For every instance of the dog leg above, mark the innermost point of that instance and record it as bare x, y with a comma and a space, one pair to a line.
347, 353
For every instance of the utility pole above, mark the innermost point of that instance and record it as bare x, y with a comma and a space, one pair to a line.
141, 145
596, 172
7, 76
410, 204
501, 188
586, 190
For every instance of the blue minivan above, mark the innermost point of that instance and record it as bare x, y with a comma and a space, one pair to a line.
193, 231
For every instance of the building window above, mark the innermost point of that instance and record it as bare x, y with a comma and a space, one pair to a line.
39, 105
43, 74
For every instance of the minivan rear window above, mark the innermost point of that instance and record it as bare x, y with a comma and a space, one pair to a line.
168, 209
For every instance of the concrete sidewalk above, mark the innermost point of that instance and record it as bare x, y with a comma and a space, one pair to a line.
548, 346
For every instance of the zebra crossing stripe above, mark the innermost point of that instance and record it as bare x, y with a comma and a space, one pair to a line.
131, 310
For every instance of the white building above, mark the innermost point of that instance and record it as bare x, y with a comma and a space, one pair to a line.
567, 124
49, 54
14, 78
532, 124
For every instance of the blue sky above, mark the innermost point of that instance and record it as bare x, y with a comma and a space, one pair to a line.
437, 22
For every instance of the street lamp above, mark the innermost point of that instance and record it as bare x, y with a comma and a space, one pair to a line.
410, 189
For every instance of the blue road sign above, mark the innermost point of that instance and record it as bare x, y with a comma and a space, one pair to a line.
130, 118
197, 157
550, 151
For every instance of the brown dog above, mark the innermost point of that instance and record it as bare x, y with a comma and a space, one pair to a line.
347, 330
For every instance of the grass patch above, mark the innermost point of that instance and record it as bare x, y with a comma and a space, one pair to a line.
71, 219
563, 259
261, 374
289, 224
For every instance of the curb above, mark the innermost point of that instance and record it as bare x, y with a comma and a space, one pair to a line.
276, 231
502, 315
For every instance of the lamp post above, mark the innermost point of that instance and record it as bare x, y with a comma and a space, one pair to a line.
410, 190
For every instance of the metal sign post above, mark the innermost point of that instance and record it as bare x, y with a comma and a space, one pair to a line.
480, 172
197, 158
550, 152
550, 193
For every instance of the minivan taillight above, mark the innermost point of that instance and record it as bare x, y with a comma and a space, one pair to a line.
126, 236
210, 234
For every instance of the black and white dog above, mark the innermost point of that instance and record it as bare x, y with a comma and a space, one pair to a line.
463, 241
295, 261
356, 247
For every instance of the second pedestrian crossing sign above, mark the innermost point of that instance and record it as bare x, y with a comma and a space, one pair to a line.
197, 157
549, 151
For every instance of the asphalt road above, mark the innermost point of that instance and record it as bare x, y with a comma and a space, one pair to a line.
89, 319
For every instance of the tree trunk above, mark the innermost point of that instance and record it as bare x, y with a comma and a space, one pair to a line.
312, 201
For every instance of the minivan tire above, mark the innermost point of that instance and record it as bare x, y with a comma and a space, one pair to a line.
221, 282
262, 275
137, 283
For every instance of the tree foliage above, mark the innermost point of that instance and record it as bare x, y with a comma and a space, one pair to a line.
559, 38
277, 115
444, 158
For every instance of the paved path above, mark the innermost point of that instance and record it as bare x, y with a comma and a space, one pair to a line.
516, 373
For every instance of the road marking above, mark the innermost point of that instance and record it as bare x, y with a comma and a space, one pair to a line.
────────────────
Exercise directions – Every line of the data above should be copied exactly.

Final result –
For every instance of the dog leg above, mark the innermost point of that instance and record it as bare x, y with a comma and a space, one pair to a line.
347, 353
For every instance of the utility pole above, mark the innermost point of that instance and record it as bare x, y with a comma and a space, one pair to a line.
141, 145
596, 172
7, 76
410, 204
501, 188
586, 190
For every instance of the blue minivan above, mark the innermost point of that instance and record it as bare x, y with a comma and a space, one pair to a line.
193, 231
For every instance of the building window above, mark the innermost point of that instance and record it as bare x, y with a comma and a space, one pair to a line.
39, 105
43, 74
For every instance of the minivan rear window above, mark the innermost point of that instance and record it as bare x, y with a comma and a space, one pair to a line.
168, 209
For every instance of the concrete sidewalk above, mark the innermost point of that instance and record it as bare x, y with a comma and a space, one pair to a line.
548, 346
For every instance of the zebra crossing stripe above, mark the innermost point of that instance and record it as bare x, y with a comma and a space, one pair to a line.
131, 310
For every instance of the white building above, mark the innermost point of that instance and record it as bare x, y with a comma and a space, one pair to a line.
567, 124
49, 54
14, 78
532, 124
For every instance of the blue sky above, mark the innermost point of that instance and record it as bare x, y with a comma and a space, one pair to a line.
437, 22
For every instance of the street lamp above, mark the innermost point of that instance and record it as bare x, y with a comma and a space, one pair to a line.
410, 189
For every instance of the blue road sign above, mark the innermost point of that instance and record it as bare x, y with a comma and a space, one pair to a line.
130, 118
197, 157
550, 151
For every instance of the brown dog above, mark the innermost point of that instance and record it as bare x, y with a comma and a space, one pair to a line.
347, 330
For every instance of the grass patch above, mark the innermost point of that instance and record it as bare x, y with a comma and a space, one pair to a line.
71, 219
563, 259
261, 374
289, 224
For every instance of the curb above, mark the innermost point of that instance and record it as bare x, y with a comma and a space, one pair to a line.
276, 231
502, 315
For every instance of the lamp post above, mark the innermost point of that instance and record it as bare x, y with a comma and a space, one pair to a line.
410, 190
For every instance of the metal sign post above, mark the innermost point of that instance and record it as bare x, y with a comma and a space, one pair to a line.
480, 172
197, 158
550, 152
550, 193
For every instance of the minivan taillight above, mark the innermost point of that instance and record it as bare x, y with a comma and a space, one pair to a line.
126, 236
210, 234
For every instance of the black and white dog above, mark the innermost point of that instance and record it as bare x, y with a comma and a space, one pair to a line.
463, 241
295, 261
356, 247
For every instance of the second pedestrian crossing sign above, mark the innermost point of that instance and record it as bare x, y with a comma and a space, one pair to a line.
197, 157
549, 151
For every instance of the asphalt road above, mark the innermost point of that instance and record it as bare x, y with a comma and a space, one pair to a line.
89, 319
For every instance of the tree trunk above, mark the innermost point of that instance and record it as bare x, y with a comma and a space, one pair to a line.
312, 201
For every instance of the minivan tire above, mark the innermost point of that instance and record it as bare x, y with a comma and a space, one pair to a line.
221, 282
262, 275
137, 283
For every instance of the tree foliage above, mark the innermost point of that instance and record it as bare x, y with a comma and a space, one pair to a line.
559, 38
277, 115
444, 158
For every instance of the paved path above, mark the innermost point of that instance and record it as bare x, y with a comma and a space, one pair to a line.
516, 373
For every instance of the road marking above, mark the innermost point of that instance and record it as bare x, y with a comma and a space, one pair to a line.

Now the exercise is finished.